_STATED PROBLEM_. Could you repeat the material below word for word, leaving out any pictures?
* BEGIN MATERIAL PROVIDED *
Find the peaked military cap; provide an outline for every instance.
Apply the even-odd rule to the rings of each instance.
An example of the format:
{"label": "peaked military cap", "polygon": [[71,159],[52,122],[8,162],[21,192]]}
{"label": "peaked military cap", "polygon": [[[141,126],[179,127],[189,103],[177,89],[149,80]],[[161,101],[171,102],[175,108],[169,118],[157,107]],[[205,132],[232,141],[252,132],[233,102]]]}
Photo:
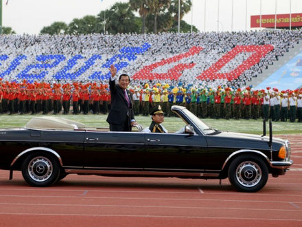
* END MATERIAL PROVIDED *
_FULL SOLUTION_.
Find the peaked military cap; provide an outline for every instance.
Apply the even-odd rule to the rings of each instance.
An example of the format:
{"label": "peaked military cap", "polygon": [[71,159],[52,122],[8,162],[21,192]]}
{"label": "peaked military cap", "polygon": [[[141,126],[179,127],[189,103],[177,89],[149,80]],[[161,101],[171,102],[175,108],[169,118],[157,107]],[[205,132],[232,141],[252,132],[233,102]]]}
Photo:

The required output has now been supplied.